::: ESTRATTI DI DATI
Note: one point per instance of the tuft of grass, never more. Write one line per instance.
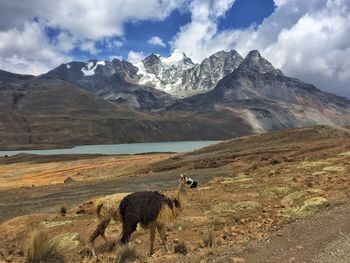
(126, 253)
(40, 248)
(63, 210)
(209, 240)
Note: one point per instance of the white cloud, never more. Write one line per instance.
(85, 19)
(82, 24)
(157, 41)
(201, 37)
(134, 57)
(28, 51)
(306, 39)
(89, 46)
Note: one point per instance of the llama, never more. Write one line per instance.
(153, 211)
(106, 208)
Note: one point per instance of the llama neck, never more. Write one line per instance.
(182, 195)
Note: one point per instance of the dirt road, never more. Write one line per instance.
(323, 238)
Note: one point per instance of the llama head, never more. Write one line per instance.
(86, 207)
(187, 181)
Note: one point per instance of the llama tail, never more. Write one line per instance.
(122, 208)
(98, 210)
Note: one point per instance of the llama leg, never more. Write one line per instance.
(152, 229)
(162, 233)
(128, 229)
(103, 231)
(101, 227)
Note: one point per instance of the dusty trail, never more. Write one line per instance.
(323, 238)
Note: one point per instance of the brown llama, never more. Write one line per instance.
(153, 211)
(106, 208)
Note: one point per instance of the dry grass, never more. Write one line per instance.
(126, 253)
(209, 240)
(41, 249)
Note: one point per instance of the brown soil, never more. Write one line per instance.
(277, 197)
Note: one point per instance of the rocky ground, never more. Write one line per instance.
(277, 197)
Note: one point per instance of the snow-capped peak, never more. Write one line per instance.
(90, 67)
(175, 57)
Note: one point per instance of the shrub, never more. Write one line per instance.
(41, 249)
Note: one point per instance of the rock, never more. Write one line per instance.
(274, 162)
(180, 248)
(69, 180)
(238, 260)
(9, 258)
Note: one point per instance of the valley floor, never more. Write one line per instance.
(276, 197)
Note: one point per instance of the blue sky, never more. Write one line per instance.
(305, 39)
(242, 14)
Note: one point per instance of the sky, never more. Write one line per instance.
(306, 39)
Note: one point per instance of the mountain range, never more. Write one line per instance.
(159, 99)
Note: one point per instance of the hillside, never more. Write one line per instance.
(45, 113)
(261, 198)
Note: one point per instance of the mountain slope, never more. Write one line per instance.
(268, 100)
(45, 112)
(179, 76)
(114, 81)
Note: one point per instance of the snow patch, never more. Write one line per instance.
(175, 57)
(148, 79)
(91, 66)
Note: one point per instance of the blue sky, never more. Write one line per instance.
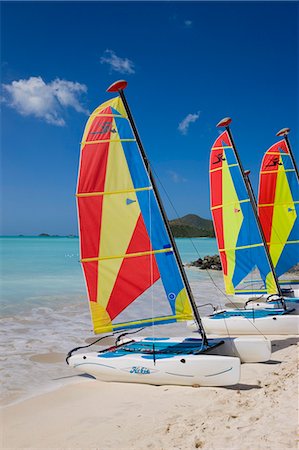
(187, 64)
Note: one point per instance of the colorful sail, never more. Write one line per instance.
(129, 266)
(244, 261)
(278, 207)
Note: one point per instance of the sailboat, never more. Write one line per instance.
(133, 271)
(278, 210)
(247, 265)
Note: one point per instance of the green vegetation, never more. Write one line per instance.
(192, 225)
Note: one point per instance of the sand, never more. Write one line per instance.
(259, 413)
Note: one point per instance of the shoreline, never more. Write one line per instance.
(261, 412)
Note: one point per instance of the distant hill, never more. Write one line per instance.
(192, 225)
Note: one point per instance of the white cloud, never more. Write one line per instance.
(34, 97)
(175, 177)
(122, 65)
(188, 23)
(184, 125)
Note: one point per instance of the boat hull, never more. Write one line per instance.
(160, 369)
(287, 324)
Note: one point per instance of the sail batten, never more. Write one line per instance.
(125, 250)
(240, 243)
(278, 206)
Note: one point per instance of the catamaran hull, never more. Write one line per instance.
(183, 370)
(249, 349)
(277, 324)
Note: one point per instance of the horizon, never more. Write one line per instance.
(204, 61)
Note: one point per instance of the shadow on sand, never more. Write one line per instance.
(243, 387)
(279, 344)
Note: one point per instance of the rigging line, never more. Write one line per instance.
(207, 270)
(151, 260)
(267, 218)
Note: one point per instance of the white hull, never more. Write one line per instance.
(278, 324)
(249, 349)
(183, 369)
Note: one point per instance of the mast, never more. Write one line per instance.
(225, 123)
(284, 132)
(119, 87)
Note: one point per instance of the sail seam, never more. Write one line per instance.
(278, 204)
(279, 243)
(108, 115)
(220, 168)
(125, 191)
(222, 147)
(231, 203)
(278, 153)
(128, 255)
(241, 247)
(275, 171)
(104, 141)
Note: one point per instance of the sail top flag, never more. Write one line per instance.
(128, 261)
(278, 206)
(244, 261)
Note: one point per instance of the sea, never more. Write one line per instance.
(45, 313)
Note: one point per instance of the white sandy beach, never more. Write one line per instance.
(259, 413)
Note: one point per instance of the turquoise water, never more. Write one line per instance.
(36, 271)
(45, 313)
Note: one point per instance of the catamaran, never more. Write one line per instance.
(247, 265)
(133, 271)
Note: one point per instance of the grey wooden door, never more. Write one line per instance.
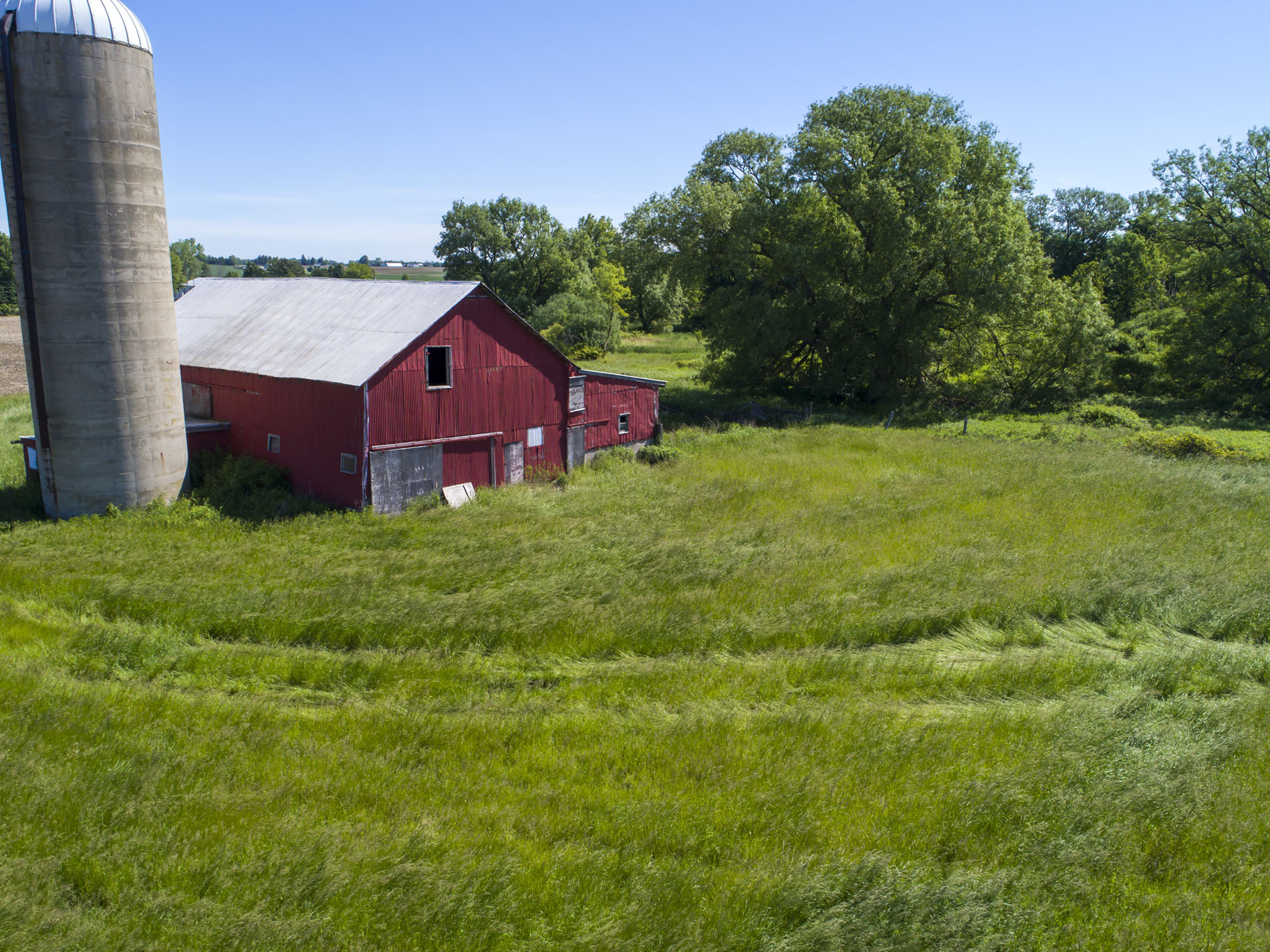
::::::
CONSEGNA: Aggiorna tutto il materiale sostituendo "never more" con "no more" ovunque compaia, senza modificare nient'altro, e riportalo omettendo le immagini.

RISPOSTA:
Note: one point per instance of the tuft of grass, no more. Write one line per instance.
(126, 253)
(40, 248)
(63, 210)
(209, 240)
Note: one point per instance of the white cloud, no more. Write one line per instance.
(85, 19)
(82, 24)
(157, 41)
(201, 37)
(134, 57)
(28, 51)
(306, 39)
(89, 46)
Note: one point per instance of the llama, no more. Write one line per instance.
(153, 211)
(106, 208)
Note: one point per instance of the llama neck, no more. Write one line per instance.
(182, 195)
Note: one point per instance of the dirt road, no more. Write one line per instance.
(323, 238)
Note: one point per instance of the llama head, no more. Write one line per instance.
(86, 207)
(187, 181)
Note: one point per instance of the llama tail, no more. Write one line per instance.
(122, 208)
(98, 210)
Note: one point per instance of the llama leg, no more. Write one line per instance.
(152, 229)
(162, 233)
(128, 229)
(103, 231)
(101, 227)
Note: one point per instance of the dusty trail, no more. Write one line per instance.
(323, 238)
Note: one point per instance of the brown llama, no more. Write one line per instance.
(153, 211)
(106, 208)
Note: one point per instance of the dry grass, no more. Write one line per instance.
(126, 253)
(209, 240)
(41, 249)
Note: one point per instance of the brown soil, no more. Write one line per instance.
(277, 197)
Note: one point per instance of the rocky ground, no more. Write one line per instance.
(277, 197)
Note: one point per instance of the snow-capped peak, no more. Write one line per instance.
(90, 67)
(175, 57)
Note: one point per instance of the shrub, no more. Write one line per instance.
(41, 249)
Note: one point per instance of the rock, no more. Write one line per instance.
(274, 162)
(180, 248)
(69, 180)
(238, 260)
(9, 258)
Note: one point per instance of the valley floor, no more. Write one line per instance.
(276, 197)
Note: one point per instance of the blue sky, no more. Write one line per instance.
(305, 39)
(242, 14)
Note: one point per instance of the sky, no more. Write one line per instance.
(306, 39)
Note: one point per instance of the mountain range, no more. Write one line per instance.
(159, 99)
Note: one point per instance of the hillside, no more. Write one line per instance.
(45, 113)
(261, 198)
Note: one point per instance of the mountain slope, no more. Write one line per instance.
(268, 100)
(45, 112)
(179, 76)
(114, 81)
Note: one point per instance of the snow patch, no more. Write one line per instance.
(175, 57)
(148, 79)
(91, 66)
Note: one point per instance of the blue sky, no more. Write one line per instance.
(187, 64)
Note: one point per instance of the colorful sail, no more. Write one line per instance.
(129, 266)
(244, 261)
(278, 207)
Note: one point per instance of the sailboat, no more. Write one line per instance.
(133, 271)
(278, 210)
(247, 265)
Note: one point per instance of the green vegetation, no more. Write one line per instance.
(192, 225)
Note: one point per instance of the sand, no more. Write one line per instance.
(259, 413)
Note: one point per instance of the shoreline, no more. Write one line per instance.
(261, 412)
Note: one point per instance of the distant hill, no more. Write one line per instance.
(192, 225)
Note: one point per instance of the white cloud, no more. Write one line per instance.
(34, 97)
(175, 177)
(122, 65)
(188, 23)
(184, 125)
Note: one point per instance of the boat hull, no more. Write one line per instance.
(160, 369)
(287, 324)
Note: one point per instance of the sail batten, no more. Write one line per instance.
(125, 250)
(240, 243)
(278, 206)
Note: one point per instance of the catamaran hull, no more. Write one line per instance.
(183, 370)
(249, 349)
(277, 324)
Note: one point per instance of the horizon, no more. Write one line per instance.
(204, 61)
Note: one point per instance of the shadow on sand, no more. Write one line per instance.
(243, 387)
(279, 344)
Note: one point per instance of the rigging line, no more. Write one line per instance.
(207, 270)
(151, 260)
(267, 218)
Note: one point per instance of the white hull, no more. Write one line per instance.
(278, 324)
(249, 349)
(183, 369)
Note: one point per instance of the mast, no more. Write one line per instance.
(225, 123)
(284, 132)
(119, 87)
Note: one point per instance of the sail seam, no more. Write one line per instance.
(278, 204)
(279, 243)
(108, 115)
(220, 168)
(125, 191)
(222, 147)
(231, 203)
(278, 153)
(128, 255)
(241, 247)
(275, 171)
(104, 141)
Note: one point per instance of the sail top flag, no more. Write one line per instance.
(128, 261)
(278, 206)
(244, 261)
Note: one point per instance of the sea, no more. Write one line per instance.
(45, 313)
Note: one point per instance of the white sandy beach, no more. Write one line per instance.
(259, 413)
Note: one point per instance of the turquoise water, no more. Write one line per instance.
(36, 271)
(45, 313)
Note: one point per instance of the catamaran, no more. Write one line per instance.
(247, 265)
(133, 271)
Note: one point per instance of the grey wooden door, no more. Write one line per instance.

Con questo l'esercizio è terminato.